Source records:
^^^^^^^^^^^^^^^^

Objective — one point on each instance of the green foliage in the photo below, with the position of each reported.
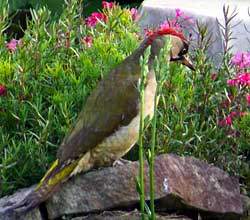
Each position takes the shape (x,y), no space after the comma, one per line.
(52,72)
(48,78)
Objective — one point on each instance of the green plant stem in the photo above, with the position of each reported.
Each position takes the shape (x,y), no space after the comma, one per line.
(152,157)
(141,158)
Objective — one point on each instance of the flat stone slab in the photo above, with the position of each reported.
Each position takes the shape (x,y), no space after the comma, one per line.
(180,182)
(154,12)
(18,196)
(134,215)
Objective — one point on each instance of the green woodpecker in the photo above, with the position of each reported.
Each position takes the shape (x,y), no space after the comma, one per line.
(108,125)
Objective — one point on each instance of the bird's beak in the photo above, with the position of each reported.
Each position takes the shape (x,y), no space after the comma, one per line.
(187,62)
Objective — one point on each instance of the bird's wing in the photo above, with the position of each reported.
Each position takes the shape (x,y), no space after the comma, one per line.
(113,103)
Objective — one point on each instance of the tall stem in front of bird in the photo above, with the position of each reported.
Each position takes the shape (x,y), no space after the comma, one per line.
(161,68)
(142,82)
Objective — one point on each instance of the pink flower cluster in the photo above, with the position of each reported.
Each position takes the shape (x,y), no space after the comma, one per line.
(3,90)
(12,45)
(107,5)
(228,120)
(87,41)
(248,99)
(134,13)
(242,79)
(178,22)
(94,18)
(241,60)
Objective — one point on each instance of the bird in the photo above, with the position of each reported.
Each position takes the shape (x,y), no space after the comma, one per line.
(108,126)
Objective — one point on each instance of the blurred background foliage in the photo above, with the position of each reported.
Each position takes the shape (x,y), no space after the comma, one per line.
(53,70)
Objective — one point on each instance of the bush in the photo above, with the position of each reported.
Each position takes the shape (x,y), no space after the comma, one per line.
(47,75)
(45,78)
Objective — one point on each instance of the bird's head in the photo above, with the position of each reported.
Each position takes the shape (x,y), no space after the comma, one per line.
(179,45)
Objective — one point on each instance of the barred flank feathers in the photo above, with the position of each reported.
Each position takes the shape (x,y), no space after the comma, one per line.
(50,183)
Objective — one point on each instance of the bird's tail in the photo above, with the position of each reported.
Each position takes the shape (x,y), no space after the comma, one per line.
(50,183)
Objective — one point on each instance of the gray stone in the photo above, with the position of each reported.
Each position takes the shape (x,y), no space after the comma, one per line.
(18,196)
(154,12)
(180,182)
(134,215)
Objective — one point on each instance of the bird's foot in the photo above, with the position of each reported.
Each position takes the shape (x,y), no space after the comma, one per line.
(121,162)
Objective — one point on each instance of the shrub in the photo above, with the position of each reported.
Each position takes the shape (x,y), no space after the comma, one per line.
(46,77)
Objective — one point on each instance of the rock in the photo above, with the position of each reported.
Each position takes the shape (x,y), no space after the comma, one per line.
(180,182)
(246,207)
(134,215)
(18,196)
(154,12)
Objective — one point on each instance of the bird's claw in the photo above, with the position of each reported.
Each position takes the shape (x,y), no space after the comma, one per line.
(121,162)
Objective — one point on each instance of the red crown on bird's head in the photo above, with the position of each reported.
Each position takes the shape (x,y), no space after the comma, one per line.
(152,34)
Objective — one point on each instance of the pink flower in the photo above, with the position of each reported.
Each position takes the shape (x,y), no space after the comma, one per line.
(188,19)
(134,13)
(12,45)
(241,60)
(232,82)
(242,79)
(88,41)
(3,90)
(228,120)
(94,18)
(248,99)
(178,13)
(107,5)
(171,23)
(214,76)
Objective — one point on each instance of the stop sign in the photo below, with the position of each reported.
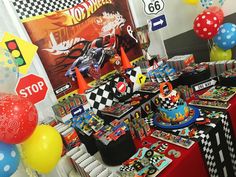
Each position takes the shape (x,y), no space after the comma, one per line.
(32,87)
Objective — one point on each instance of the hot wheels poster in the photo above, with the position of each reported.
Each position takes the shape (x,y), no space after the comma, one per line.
(87,33)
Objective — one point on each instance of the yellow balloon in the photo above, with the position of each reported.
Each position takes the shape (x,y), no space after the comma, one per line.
(43,149)
(218,54)
(192,2)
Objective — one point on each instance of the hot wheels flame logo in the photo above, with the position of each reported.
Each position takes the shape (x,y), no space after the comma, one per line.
(86,9)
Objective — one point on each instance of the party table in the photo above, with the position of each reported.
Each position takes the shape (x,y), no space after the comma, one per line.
(232,114)
(213,153)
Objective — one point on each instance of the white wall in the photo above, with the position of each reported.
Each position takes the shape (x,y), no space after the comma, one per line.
(140,19)
(179,16)
(11,24)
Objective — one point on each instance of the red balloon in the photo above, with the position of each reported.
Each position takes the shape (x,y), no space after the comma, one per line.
(18,118)
(217,11)
(206,25)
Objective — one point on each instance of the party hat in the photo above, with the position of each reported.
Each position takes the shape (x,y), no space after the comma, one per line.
(125,61)
(82,84)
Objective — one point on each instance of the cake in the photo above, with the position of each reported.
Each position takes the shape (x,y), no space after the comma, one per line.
(172,109)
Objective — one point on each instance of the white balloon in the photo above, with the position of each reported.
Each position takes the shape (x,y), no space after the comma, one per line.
(8,72)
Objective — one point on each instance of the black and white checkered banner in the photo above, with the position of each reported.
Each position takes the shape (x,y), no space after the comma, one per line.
(219,150)
(101,97)
(217,146)
(32,8)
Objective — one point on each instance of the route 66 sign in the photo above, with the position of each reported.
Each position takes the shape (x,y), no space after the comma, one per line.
(153,6)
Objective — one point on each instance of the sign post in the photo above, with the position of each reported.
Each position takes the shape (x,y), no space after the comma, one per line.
(32,87)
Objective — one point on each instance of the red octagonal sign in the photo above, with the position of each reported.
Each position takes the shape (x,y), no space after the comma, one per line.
(32,87)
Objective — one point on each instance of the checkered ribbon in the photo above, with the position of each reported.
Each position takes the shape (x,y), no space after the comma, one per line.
(101,97)
(32,8)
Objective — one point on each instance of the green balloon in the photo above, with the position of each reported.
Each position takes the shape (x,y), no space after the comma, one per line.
(218,54)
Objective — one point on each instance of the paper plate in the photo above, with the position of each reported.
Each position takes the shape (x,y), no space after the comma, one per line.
(188,121)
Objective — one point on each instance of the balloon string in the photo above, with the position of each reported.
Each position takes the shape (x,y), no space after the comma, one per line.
(209,45)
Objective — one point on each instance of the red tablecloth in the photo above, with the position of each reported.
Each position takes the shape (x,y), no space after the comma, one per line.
(190,163)
(231,110)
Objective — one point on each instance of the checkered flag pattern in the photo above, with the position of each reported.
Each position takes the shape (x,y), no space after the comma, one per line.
(100,97)
(149,121)
(32,8)
(229,140)
(162,148)
(133,75)
(209,156)
(121,79)
(155,159)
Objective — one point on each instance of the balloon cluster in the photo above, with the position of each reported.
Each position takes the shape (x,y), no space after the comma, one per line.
(209,25)
(41,145)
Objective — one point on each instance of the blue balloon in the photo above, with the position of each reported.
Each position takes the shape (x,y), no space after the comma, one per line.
(9,159)
(226,36)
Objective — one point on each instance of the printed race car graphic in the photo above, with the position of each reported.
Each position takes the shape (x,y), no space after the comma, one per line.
(98,52)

^^^^^^^^^^^^^^^^

DIRECTIVE -
Extract, verbatim, the lines from the one containing "Objective — one point on each instance of the red tablecloth" through the last line of the listing above.

REPLY -
Objective — one point on each instance of the red tablecloth in the photo above, with the position of each reported.
Each position takes the shape (x,y), no space after the comma, one per line.
(190,163)
(231,110)
Objective — one point on each instance of the checkered flag pattern in the photo above, with the position of each reported.
Each position takes the shape (x,y), no space after the comma, one per line.
(100,97)
(149,121)
(32,8)
(229,140)
(162,148)
(133,75)
(209,156)
(121,79)
(155,159)
Objective — one point on each instance of the balloon cluster in the photo above, with the position of each reported.
Each position takes the shape (x,y), no space after the comma, one per line.
(209,25)
(41,145)
Objective — one point on each instance of the blue balloon in the photo above, with the position of each reported.
Each position takes the shape (x,y), no space after the comma, one per line.
(9,159)
(226,36)
Objective — one point on each instance of the printed race car graphic in the photo above, with the position of each reported.
Each position takes the shape (x,y), no space after the comma, one per line.
(98,52)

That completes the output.